RECORD EXTRACTS ▸
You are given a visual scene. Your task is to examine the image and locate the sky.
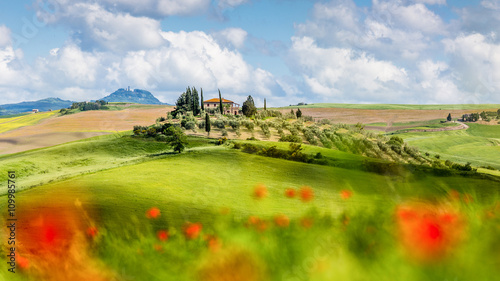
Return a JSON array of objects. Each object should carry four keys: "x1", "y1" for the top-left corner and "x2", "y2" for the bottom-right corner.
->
[{"x1": 0, "y1": 0, "x2": 500, "y2": 107}]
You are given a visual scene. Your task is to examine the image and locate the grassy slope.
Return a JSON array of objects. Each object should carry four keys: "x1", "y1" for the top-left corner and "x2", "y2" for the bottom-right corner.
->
[
  {"x1": 281, "y1": 103, "x2": 500, "y2": 111},
  {"x1": 399, "y1": 124, "x2": 500, "y2": 169},
  {"x1": 0, "y1": 132, "x2": 206, "y2": 194},
  {"x1": 0, "y1": 132, "x2": 500, "y2": 280},
  {"x1": 0, "y1": 111, "x2": 57, "y2": 133}
]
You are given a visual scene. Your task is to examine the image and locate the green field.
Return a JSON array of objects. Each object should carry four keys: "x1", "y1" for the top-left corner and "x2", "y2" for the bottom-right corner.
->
[
  {"x1": 281, "y1": 103, "x2": 500, "y2": 111},
  {"x1": 399, "y1": 123, "x2": 500, "y2": 169},
  {"x1": 0, "y1": 129, "x2": 500, "y2": 281},
  {"x1": 0, "y1": 111, "x2": 58, "y2": 133}
]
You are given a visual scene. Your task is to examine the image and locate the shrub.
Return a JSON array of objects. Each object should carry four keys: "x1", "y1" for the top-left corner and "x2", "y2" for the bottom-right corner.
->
[
  {"x1": 212, "y1": 119, "x2": 226, "y2": 129},
  {"x1": 184, "y1": 121, "x2": 196, "y2": 130},
  {"x1": 279, "y1": 135, "x2": 302, "y2": 143},
  {"x1": 229, "y1": 120, "x2": 240, "y2": 130}
]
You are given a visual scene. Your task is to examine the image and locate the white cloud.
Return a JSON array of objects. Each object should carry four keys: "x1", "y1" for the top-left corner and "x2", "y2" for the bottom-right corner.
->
[
  {"x1": 213, "y1": 28, "x2": 248, "y2": 49},
  {"x1": 39, "y1": 3, "x2": 166, "y2": 52},
  {"x1": 443, "y1": 33, "x2": 500, "y2": 103},
  {"x1": 413, "y1": 0, "x2": 446, "y2": 5},
  {"x1": 291, "y1": 37, "x2": 408, "y2": 100},
  {"x1": 0, "y1": 25, "x2": 12, "y2": 48}
]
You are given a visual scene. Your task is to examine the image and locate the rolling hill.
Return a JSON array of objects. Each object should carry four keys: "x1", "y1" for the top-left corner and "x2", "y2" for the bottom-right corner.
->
[
  {"x1": 101, "y1": 89, "x2": 163, "y2": 104},
  {"x1": 0, "y1": 98, "x2": 73, "y2": 115}
]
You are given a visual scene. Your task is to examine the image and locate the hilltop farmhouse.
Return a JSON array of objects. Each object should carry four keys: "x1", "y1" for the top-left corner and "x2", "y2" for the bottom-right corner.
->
[{"x1": 203, "y1": 98, "x2": 240, "y2": 115}]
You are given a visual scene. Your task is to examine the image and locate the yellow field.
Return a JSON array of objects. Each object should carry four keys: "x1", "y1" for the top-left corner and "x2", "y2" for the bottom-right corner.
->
[{"x1": 0, "y1": 111, "x2": 58, "y2": 134}]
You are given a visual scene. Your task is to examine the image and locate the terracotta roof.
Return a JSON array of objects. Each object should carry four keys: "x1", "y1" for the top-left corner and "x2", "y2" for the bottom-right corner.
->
[{"x1": 203, "y1": 98, "x2": 234, "y2": 103}]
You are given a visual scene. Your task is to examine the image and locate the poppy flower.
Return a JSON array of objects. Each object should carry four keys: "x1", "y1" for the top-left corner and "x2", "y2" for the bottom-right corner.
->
[
  {"x1": 253, "y1": 184, "x2": 267, "y2": 199},
  {"x1": 274, "y1": 214, "x2": 290, "y2": 227},
  {"x1": 156, "y1": 230, "x2": 168, "y2": 241},
  {"x1": 184, "y1": 222, "x2": 203, "y2": 240},
  {"x1": 87, "y1": 226, "x2": 98, "y2": 238},
  {"x1": 340, "y1": 189, "x2": 352, "y2": 200},
  {"x1": 146, "y1": 207, "x2": 161, "y2": 219},
  {"x1": 396, "y1": 204, "x2": 464, "y2": 262},
  {"x1": 462, "y1": 193, "x2": 474, "y2": 204},
  {"x1": 285, "y1": 188, "x2": 295, "y2": 198},
  {"x1": 299, "y1": 186, "x2": 314, "y2": 202},
  {"x1": 247, "y1": 216, "x2": 260, "y2": 225}
]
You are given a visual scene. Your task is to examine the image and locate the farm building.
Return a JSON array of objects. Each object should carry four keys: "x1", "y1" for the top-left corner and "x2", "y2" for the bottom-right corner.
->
[{"x1": 203, "y1": 98, "x2": 240, "y2": 115}]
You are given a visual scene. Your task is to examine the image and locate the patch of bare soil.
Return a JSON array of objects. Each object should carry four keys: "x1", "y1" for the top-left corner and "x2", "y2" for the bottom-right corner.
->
[{"x1": 0, "y1": 106, "x2": 172, "y2": 154}]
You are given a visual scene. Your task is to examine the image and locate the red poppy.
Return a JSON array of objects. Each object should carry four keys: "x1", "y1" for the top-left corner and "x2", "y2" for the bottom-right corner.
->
[
  {"x1": 253, "y1": 184, "x2": 267, "y2": 199},
  {"x1": 340, "y1": 189, "x2": 352, "y2": 200},
  {"x1": 396, "y1": 202, "x2": 464, "y2": 262},
  {"x1": 299, "y1": 186, "x2": 314, "y2": 202},
  {"x1": 184, "y1": 222, "x2": 203, "y2": 240},
  {"x1": 285, "y1": 188, "x2": 295, "y2": 198},
  {"x1": 274, "y1": 214, "x2": 290, "y2": 227},
  {"x1": 87, "y1": 226, "x2": 98, "y2": 238},
  {"x1": 16, "y1": 255, "x2": 30, "y2": 269},
  {"x1": 156, "y1": 230, "x2": 168, "y2": 241},
  {"x1": 462, "y1": 193, "x2": 474, "y2": 204},
  {"x1": 146, "y1": 207, "x2": 161, "y2": 219},
  {"x1": 247, "y1": 216, "x2": 260, "y2": 225}
]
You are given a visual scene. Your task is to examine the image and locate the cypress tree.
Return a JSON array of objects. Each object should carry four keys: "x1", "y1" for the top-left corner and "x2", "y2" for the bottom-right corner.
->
[
  {"x1": 205, "y1": 113, "x2": 210, "y2": 135},
  {"x1": 191, "y1": 87, "x2": 200, "y2": 116},
  {"x1": 217, "y1": 89, "x2": 224, "y2": 114},
  {"x1": 295, "y1": 108, "x2": 302, "y2": 118},
  {"x1": 186, "y1": 87, "x2": 193, "y2": 111},
  {"x1": 200, "y1": 88, "x2": 205, "y2": 110}
]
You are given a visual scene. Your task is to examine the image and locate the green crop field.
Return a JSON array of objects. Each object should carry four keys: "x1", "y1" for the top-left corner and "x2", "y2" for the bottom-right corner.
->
[
  {"x1": 0, "y1": 111, "x2": 57, "y2": 133},
  {"x1": 281, "y1": 103, "x2": 500, "y2": 111},
  {"x1": 0, "y1": 132, "x2": 500, "y2": 281},
  {"x1": 398, "y1": 123, "x2": 500, "y2": 169}
]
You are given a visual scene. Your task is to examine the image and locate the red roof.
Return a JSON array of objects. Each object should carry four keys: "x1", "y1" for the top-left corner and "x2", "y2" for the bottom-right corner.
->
[{"x1": 204, "y1": 98, "x2": 234, "y2": 103}]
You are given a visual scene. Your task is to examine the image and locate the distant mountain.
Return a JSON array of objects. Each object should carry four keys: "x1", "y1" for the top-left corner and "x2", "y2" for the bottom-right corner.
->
[
  {"x1": 101, "y1": 89, "x2": 164, "y2": 104},
  {"x1": 0, "y1": 98, "x2": 73, "y2": 115}
]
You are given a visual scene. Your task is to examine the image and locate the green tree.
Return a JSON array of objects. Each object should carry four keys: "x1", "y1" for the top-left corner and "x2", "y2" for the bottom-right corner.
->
[
  {"x1": 200, "y1": 88, "x2": 205, "y2": 110},
  {"x1": 480, "y1": 111, "x2": 488, "y2": 120},
  {"x1": 295, "y1": 108, "x2": 302, "y2": 118},
  {"x1": 241, "y1": 96, "x2": 257, "y2": 117},
  {"x1": 205, "y1": 113, "x2": 211, "y2": 135},
  {"x1": 217, "y1": 89, "x2": 224, "y2": 114},
  {"x1": 164, "y1": 126, "x2": 187, "y2": 153}
]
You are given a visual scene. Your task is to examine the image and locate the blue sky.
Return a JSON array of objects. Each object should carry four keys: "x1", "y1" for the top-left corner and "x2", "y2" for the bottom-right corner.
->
[{"x1": 0, "y1": 0, "x2": 500, "y2": 106}]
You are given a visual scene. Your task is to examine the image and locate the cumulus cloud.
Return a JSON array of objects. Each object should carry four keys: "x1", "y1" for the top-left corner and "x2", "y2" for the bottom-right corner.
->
[
  {"x1": 0, "y1": 25, "x2": 12, "y2": 48},
  {"x1": 443, "y1": 33, "x2": 500, "y2": 103},
  {"x1": 213, "y1": 28, "x2": 248, "y2": 49},
  {"x1": 39, "y1": 3, "x2": 166, "y2": 52},
  {"x1": 291, "y1": 37, "x2": 408, "y2": 101}
]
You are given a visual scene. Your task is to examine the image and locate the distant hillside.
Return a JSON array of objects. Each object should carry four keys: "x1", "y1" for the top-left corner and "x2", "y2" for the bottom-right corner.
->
[
  {"x1": 101, "y1": 89, "x2": 163, "y2": 104},
  {"x1": 0, "y1": 98, "x2": 73, "y2": 115}
]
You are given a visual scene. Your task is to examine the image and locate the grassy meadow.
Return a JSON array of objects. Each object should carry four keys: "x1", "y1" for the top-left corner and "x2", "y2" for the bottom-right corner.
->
[
  {"x1": 398, "y1": 123, "x2": 500, "y2": 169},
  {"x1": 280, "y1": 103, "x2": 500, "y2": 111},
  {"x1": 0, "y1": 105, "x2": 500, "y2": 281},
  {"x1": 0, "y1": 111, "x2": 57, "y2": 134}
]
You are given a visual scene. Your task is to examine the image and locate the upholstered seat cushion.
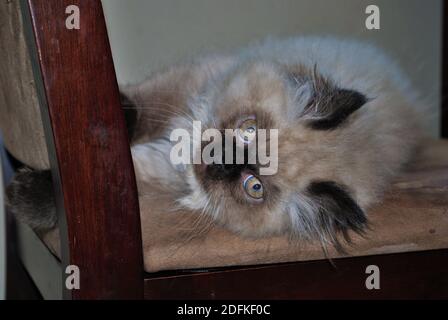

TO DO ▸
Copy word for word the lines from the one containing "the distant hillside." through the end of the lines above, leaving out any pictures.

FINAL RESULT ▸
You are given a visual scene. Your task is to examine the image and locate the distant hillside.
Return a JSON array of objects. Each object should carry four keys: "x1", "y1" for the top-left corner and "x2", "y2" for the bottom-right corner.
->
[
  {"x1": 101, "y1": 89, "x2": 163, "y2": 104},
  {"x1": 0, "y1": 98, "x2": 73, "y2": 115}
]
You are given a visual scene. Your task is to examine the image and locate the grassy meadow.
Return a JSON array of objects. Each object should carry four keys: "x1", "y1" for the top-left corner and "x2", "y2" for the bottom-right corner.
->
[
  {"x1": 398, "y1": 123, "x2": 500, "y2": 169},
  {"x1": 280, "y1": 103, "x2": 500, "y2": 111},
  {"x1": 0, "y1": 105, "x2": 500, "y2": 281},
  {"x1": 0, "y1": 111, "x2": 57, "y2": 134}
]
You are given a visual scene. Your task is to examine the image and locate the upholstered seat cushion.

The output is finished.